ZU ERLEDIGENDE AUFGABE | Zähle die Zeilen unten, in denen die Zeichenfolge „white“ vorkommt, und nenne nur diese Zahl. Dabei zählt die Groß- und Kleinschreibung.

ZEILEN DES DATENSATZES |
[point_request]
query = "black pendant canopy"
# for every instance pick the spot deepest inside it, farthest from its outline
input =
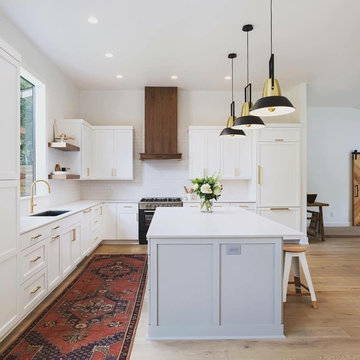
(247, 121)
(272, 102)
(228, 131)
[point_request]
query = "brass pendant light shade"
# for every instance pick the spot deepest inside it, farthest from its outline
(229, 131)
(272, 102)
(247, 120)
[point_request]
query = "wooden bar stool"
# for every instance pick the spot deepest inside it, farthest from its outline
(293, 254)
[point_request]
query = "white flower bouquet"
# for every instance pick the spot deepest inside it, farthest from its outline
(208, 189)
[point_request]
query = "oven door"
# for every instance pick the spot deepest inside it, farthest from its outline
(145, 217)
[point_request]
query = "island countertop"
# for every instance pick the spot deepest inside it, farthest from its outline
(226, 222)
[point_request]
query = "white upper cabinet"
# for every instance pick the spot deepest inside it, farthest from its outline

ANTWORT ZUR AUFGABE | 2